### Passage provided
—————
Appearance
Data Sets
Data sets define the data that can be presented in visualisations within AireFrame. This page describes the different types of data sets and how to create them.
Once you have created a data set, they can be used within data pipelines which form the basis of visualisations.
WARNING
A data set cannot be edited once it has been created. If you need to make changes, you will need to create a new data set.
TIP
Data sets can only be deleted if they are not being used by any data pipelines, or composite data sets.
Source Data Sets
A source data set defines data that is extracted directly from a data source.
To create a data extract, you must provide a JSON definition that describes the data you want to extract. This is specific to the data source you are using. More information about the definitions for the bundled data source definitions are available:
- AireFrame (Internal)
- AireForms
- AireFlow
- AireGlu - JSON definition is determined by the schema returned from this user-configured endpoint
TIP
AireFrame uses the Monaco editor to provide syntax highlighting and code completion.
Use the keyboard shortcut Ctrl + Space
to bring up the code completion menu.
Subject Identifier
For some data sources you will need to specify what subject identifier should be passed down to the data source to extract the data.
The options are:
- Internal - AireFrame's internal UUID-based identifier
- External - The identifier received from the subject provider
- Custom Field - Any required custom field (configurable on the subject configuration page).
WARNING
If you use a custom field as the subject identifier, you must ensure that the field is populated for the subject(s) being viewed. An error will occur if the field is not populated.
Composite Data Sets
A composite data set allows you to combine data from multiple source data sets into a single data set. This is useful when you want to create visualisations over data from multiple sources.
TIP
Composite data sets can only be created from cacheable source data sets.
It is important to note that no ordering is applied to the data points in a composite data set. The displayed order is determined by the visualisation configuration that uses the data set.
Stacked Data Sets
A stacked data set combines multiple data sets by 'stacking' the data points on top of each other.
To do this you define stacked fields, which contain one or more related fields from the source data sets. All fields within a stacked field must have the same data type.
Example
Given these two data sets:
A1 | A2 |
---|---|
1 | "A" |
2 | "B" |
B1 | B2 |
---|---|
101 | "Y" |
102 | "Z" |
We define two stacked fields:
Field 1
with fieldsA1
,B1
Field 2
with fieldsA2
,B2
We would get the following stacked data set:
Field 1 | Field 2 |
---|---|
1 | "A" |
2 | "B" |
101 | "Y" |
102 | "Z" |
Linked Data Sets
A linked data set allows you to link related data points across multiple data sets. For example, you may want to show information about a form submission alongside a task for that form submission.
TIP
Data points are always linked by subject, it is not possible to link data points across subjects.
—————
### Provided data
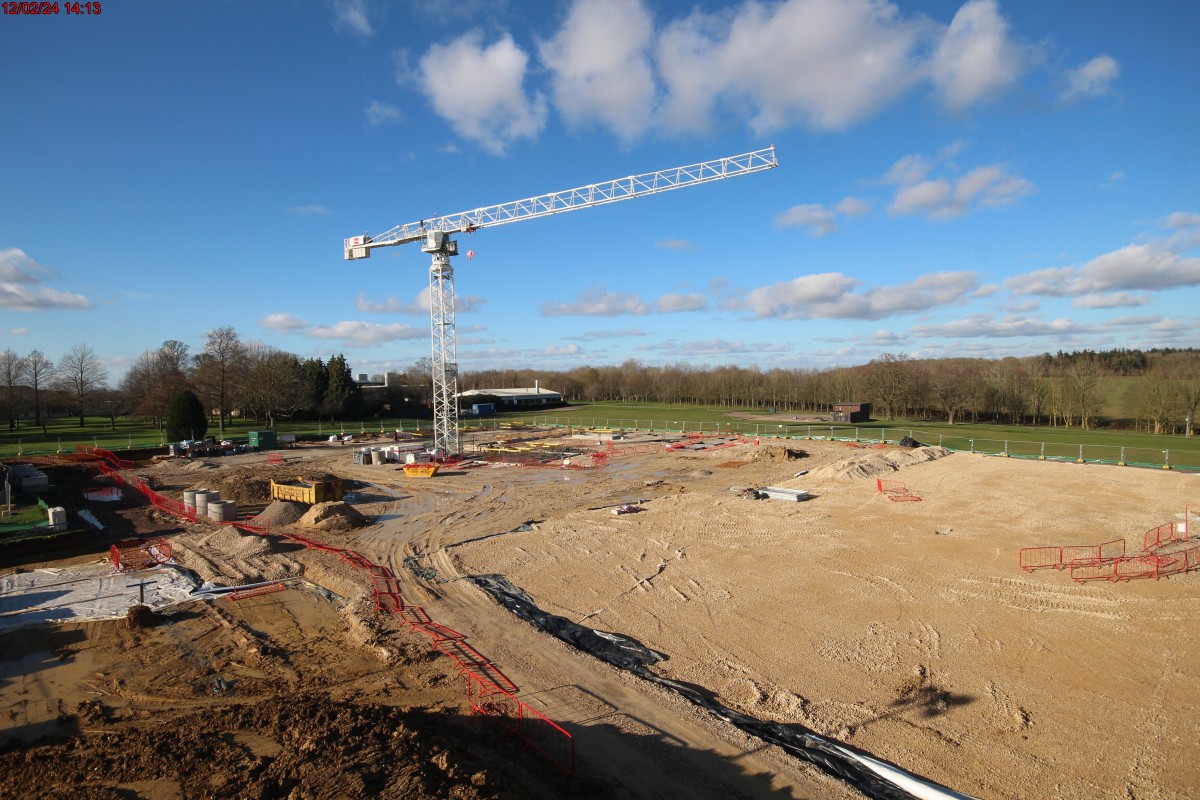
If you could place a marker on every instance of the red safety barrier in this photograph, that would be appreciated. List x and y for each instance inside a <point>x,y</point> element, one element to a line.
<point>1164,534</point>
<point>1092,570</point>
<point>1104,552</point>
<point>1137,566</point>
<point>489,690</point>
<point>139,553</point>
<point>537,729</point>
<point>547,738</point>
<point>255,591</point>
<point>634,450</point>
<point>1039,558</point>
<point>105,455</point>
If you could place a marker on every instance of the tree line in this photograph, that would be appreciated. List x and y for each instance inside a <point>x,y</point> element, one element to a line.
<point>1060,390</point>
<point>255,380</point>
<point>227,376</point>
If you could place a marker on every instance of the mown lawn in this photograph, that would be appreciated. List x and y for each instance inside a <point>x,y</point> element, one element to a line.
<point>1107,444</point>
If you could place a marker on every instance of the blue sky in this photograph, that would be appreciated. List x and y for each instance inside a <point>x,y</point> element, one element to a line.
<point>979,179</point>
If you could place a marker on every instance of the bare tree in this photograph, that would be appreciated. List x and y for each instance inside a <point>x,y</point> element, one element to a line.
<point>1084,390</point>
<point>155,379</point>
<point>219,370</point>
<point>1155,398</point>
<point>1185,370</point>
<point>889,380</point>
<point>954,386</point>
<point>12,373</point>
<point>274,383</point>
<point>81,373</point>
<point>39,372</point>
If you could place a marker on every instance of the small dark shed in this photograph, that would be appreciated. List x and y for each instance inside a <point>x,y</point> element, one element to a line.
<point>851,411</point>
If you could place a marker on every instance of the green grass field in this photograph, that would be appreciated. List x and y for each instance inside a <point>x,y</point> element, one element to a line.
<point>1103,445</point>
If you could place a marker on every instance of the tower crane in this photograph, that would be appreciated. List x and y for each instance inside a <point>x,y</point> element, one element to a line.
<point>435,235</point>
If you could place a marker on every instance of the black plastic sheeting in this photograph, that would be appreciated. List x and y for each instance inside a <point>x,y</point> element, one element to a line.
<point>628,654</point>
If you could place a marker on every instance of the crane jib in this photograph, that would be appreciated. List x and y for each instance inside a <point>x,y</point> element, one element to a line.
<point>435,235</point>
<point>622,188</point>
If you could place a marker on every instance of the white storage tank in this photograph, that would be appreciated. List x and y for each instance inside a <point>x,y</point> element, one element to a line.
<point>57,517</point>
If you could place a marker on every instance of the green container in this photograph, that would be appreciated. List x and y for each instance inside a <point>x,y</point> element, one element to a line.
<point>263,439</point>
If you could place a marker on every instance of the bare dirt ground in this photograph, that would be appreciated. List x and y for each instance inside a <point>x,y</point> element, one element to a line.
<point>905,630</point>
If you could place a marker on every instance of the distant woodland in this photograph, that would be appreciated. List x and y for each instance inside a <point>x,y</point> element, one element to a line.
<point>1153,390</point>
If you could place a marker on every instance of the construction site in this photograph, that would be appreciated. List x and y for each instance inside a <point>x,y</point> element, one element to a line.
<point>588,613</point>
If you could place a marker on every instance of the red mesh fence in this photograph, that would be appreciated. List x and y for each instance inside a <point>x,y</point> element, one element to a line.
<point>1104,552</point>
<point>1039,558</point>
<point>1164,534</point>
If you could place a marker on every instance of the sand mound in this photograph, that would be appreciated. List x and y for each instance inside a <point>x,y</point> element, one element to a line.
<point>333,516</point>
<point>283,512</point>
<point>877,463</point>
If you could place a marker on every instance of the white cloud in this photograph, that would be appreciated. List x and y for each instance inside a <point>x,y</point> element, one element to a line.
<point>984,326</point>
<point>600,66</point>
<point>907,170</point>
<point>676,302</point>
<point>597,302</point>
<point>379,113</point>
<point>479,90</point>
<point>607,335</point>
<point>820,220</point>
<point>21,286</point>
<point>351,17</point>
<point>976,59</point>
<point>558,350</point>
<point>827,64</point>
<point>283,323</point>
<point>925,196</point>
<point>1182,220</point>
<point>983,186</point>
<point>831,295</point>
<point>1116,300</point>
<point>355,334</point>
<point>1146,268</point>
<point>1092,79</point>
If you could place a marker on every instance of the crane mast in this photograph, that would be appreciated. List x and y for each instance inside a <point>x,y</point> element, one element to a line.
<point>435,235</point>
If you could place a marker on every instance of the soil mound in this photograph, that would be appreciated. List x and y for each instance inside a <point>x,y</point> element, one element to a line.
<point>141,617</point>
<point>774,453</point>
<point>876,463</point>
<point>333,516</point>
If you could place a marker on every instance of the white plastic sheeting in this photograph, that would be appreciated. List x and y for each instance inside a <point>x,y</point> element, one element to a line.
<point>84,593</point>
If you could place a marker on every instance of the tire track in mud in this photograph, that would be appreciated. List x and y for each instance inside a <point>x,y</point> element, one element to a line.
<point>1032,596</point>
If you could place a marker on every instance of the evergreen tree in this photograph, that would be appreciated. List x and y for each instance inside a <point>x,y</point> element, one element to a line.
<point>186,417</point>
<point>343,397</point>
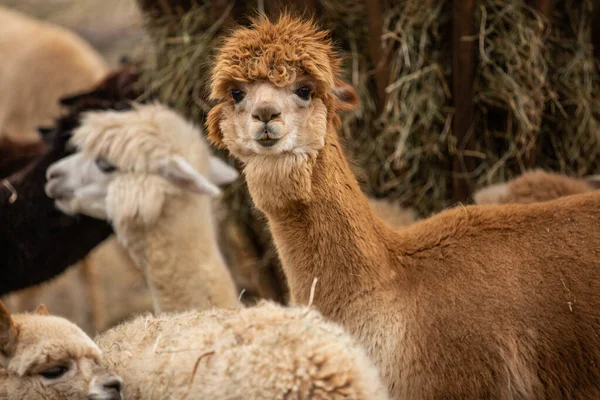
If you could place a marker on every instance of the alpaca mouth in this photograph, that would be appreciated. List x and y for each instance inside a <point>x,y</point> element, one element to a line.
<point>266,138</point>
<point>267,142</point>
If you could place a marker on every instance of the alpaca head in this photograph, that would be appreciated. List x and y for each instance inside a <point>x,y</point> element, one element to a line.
<point>278,89</point>
<point>148,153</point>
<point>45,357</point>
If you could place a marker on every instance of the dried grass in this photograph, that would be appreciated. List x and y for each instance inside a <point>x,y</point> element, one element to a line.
<point>511,87</point>
<point>405,152</point>
<point>570,129</point>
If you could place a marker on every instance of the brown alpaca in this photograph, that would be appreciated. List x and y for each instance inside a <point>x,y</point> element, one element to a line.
<point>534,186</point>
<point>486,302</point>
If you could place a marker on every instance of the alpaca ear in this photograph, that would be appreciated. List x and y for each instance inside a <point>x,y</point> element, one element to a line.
<point>346,98</point>
<point>42,310</point>
<point>8,335</point>
<point>221,173</point>
<point>181,173</point>
<point>213,128</point>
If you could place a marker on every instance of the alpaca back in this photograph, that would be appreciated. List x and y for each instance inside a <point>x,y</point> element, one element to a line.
<point>261,352</point>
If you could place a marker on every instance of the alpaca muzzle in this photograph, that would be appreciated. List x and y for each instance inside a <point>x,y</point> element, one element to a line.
<point>106,387</point>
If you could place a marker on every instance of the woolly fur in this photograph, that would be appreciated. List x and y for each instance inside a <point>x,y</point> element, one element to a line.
<point>494,302</point>
<point>167,230</point>
<point>279,52</point>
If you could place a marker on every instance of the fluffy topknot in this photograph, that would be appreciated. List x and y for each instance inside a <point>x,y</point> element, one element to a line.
<point>276,51</point>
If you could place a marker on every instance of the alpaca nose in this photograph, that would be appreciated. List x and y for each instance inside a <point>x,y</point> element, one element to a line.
<point>106,387</point>
<point>265,113</point>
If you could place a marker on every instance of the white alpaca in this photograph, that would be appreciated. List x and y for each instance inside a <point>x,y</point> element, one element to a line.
<point>140,169</point>
<point>41,63</point>
<point>48,358</point>
<point>534,186</point>
<point>263,352</point>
—————
### Instructions
1. From the data sets page, repeat word for word the stretch from "Use the keyboard" through "is not populated.".
2. Answer these questions using the data sets page:
(a) What must all fields within a stacked field have in common?
(b) Which editor does AireFrame use to provide syntax highlighting and code completion?
(c) Under what condition can a data set be deleted?

### Expected outputs
1.
Use the keyboard shortcut Ctrl + Space
to bring up the code completion menu.
Subject Identifier
For some data sources you will need to specify what subject identifier should be passed down to the data source to extract the data.
The options are:
- Internal - AireFrame's internal UUID-based identifier
- External - The identifier received from the subject provider
- Custom Field - Any required custom field (configurable on the subject configuration page).
WARNING
If you use a custom field as the subject identifier, you must ensure that the field is populated for the subject(s) being viewed. An error will occur if the field is not populated.

2.
(a) They must have the same data type.
(b) The Monaco editor.
(c) Only if it is not being used by any data pipelines or composite data sets.